Goal
Reproduce exactly the lines beginning with the line that contains "Objective — one dot on each instance of the ford" and ending at the final line of the material below.

Data for processing
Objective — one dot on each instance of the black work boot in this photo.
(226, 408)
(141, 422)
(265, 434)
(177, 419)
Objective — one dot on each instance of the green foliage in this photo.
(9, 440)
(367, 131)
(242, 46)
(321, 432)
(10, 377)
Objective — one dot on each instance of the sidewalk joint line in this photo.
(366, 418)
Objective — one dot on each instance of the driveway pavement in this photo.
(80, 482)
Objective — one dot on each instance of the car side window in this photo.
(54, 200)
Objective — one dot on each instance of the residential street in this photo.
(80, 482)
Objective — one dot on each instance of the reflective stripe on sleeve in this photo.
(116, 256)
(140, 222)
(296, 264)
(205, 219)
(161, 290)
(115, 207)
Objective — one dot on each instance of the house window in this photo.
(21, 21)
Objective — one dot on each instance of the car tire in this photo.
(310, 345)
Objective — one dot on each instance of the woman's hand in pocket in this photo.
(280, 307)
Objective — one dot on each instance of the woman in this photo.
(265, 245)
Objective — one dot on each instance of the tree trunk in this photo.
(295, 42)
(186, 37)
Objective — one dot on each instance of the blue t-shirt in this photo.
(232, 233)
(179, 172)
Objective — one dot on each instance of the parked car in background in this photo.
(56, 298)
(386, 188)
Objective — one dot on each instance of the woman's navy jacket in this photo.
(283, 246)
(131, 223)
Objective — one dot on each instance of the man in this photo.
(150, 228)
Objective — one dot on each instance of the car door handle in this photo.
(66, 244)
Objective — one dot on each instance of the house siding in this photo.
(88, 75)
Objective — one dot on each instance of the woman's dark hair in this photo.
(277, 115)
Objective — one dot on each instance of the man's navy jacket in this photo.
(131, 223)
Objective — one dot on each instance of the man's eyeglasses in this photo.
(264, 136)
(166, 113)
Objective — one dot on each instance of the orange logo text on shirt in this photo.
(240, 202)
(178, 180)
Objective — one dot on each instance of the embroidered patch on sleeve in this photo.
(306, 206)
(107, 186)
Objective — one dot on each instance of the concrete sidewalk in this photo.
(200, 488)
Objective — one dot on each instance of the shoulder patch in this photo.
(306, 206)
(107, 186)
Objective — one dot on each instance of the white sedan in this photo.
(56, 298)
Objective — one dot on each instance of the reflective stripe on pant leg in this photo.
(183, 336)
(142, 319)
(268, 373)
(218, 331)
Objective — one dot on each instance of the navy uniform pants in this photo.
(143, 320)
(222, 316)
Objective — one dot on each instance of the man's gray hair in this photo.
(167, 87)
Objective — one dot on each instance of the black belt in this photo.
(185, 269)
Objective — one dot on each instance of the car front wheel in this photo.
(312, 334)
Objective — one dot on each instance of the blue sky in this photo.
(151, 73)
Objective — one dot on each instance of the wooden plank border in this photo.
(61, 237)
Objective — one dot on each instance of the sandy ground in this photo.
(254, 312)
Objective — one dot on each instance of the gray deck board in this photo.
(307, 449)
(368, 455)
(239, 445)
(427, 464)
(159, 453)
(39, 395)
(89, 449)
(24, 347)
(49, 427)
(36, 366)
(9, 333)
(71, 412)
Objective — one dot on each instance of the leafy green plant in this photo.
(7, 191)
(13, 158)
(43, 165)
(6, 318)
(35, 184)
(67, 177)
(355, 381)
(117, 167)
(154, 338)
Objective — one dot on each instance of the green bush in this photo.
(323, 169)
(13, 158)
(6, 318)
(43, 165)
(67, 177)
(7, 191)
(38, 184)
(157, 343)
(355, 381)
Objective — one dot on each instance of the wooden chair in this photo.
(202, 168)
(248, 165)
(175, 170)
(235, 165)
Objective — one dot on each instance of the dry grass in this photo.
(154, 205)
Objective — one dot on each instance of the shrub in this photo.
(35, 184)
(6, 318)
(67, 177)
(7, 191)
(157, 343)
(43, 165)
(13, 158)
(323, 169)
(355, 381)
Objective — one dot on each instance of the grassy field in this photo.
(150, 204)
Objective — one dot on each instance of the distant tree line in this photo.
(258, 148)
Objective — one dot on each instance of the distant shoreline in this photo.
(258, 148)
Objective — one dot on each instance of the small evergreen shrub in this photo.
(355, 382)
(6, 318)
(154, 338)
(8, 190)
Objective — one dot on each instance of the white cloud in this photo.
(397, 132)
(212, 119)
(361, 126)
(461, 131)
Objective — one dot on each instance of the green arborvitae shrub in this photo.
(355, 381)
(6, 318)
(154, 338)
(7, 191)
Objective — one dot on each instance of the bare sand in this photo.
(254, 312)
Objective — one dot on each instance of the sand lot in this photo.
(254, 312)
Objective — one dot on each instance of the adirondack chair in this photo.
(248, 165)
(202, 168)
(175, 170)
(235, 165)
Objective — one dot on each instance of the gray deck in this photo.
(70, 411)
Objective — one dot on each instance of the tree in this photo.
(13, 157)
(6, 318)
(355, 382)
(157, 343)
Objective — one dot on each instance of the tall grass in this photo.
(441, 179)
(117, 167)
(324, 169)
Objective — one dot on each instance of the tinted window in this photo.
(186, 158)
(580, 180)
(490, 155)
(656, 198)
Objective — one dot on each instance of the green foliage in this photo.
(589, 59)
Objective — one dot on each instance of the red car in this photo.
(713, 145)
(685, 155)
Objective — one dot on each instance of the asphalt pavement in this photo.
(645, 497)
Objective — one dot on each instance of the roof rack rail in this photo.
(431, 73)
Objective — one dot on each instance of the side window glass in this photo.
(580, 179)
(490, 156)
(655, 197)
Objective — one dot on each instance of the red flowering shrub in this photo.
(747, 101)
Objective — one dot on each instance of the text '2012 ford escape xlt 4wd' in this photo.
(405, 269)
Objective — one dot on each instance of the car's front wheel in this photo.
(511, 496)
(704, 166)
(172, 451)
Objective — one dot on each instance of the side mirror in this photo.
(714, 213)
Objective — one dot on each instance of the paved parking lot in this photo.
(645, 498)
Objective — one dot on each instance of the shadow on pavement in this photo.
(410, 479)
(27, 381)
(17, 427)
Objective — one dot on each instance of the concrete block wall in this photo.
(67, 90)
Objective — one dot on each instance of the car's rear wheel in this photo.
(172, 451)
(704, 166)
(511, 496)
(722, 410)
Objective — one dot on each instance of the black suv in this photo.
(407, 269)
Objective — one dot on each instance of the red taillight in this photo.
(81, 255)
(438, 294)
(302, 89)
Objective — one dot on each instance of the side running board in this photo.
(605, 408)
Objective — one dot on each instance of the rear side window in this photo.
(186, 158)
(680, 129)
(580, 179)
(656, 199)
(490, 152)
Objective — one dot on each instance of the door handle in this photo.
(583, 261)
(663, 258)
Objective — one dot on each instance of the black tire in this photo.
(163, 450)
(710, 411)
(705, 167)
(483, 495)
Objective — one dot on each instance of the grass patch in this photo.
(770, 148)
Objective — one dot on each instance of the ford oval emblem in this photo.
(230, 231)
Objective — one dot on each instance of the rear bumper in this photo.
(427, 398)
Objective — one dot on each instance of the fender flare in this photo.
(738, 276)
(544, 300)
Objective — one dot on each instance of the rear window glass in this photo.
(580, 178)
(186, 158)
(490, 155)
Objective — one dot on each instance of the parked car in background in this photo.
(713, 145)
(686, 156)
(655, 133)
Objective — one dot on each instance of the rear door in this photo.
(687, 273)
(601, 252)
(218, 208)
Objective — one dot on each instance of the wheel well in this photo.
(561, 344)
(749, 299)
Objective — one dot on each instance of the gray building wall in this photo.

Problem solution
Objective — one dot on each instance of the ford oval emblem in this photo.
(230, 231)
Objective — one dot on each instance of the rear bumper in this photo.
(427, 398)
Objective — one dot on each instance of the fender flare in this photo.
(738, 276)
(544, 300)
Objective — one dot on each instance of the rear window glass in this photo.
(580, 178)
(186, 158)
(490, 155)
Objective — one dot on each instance of the parked car in background in this photo.
(713, 145)
(686, 156)
(655, 133)
Objective — one dot on each instance of the rear door in this photo.
(687, 273)
(601, 252)
(218, 208)
Objective — one dot on each instance of the wheel well in this photo.
(561, 344)
(749, 299)
Objective — one dot on each instance of the gray building wall in this photo.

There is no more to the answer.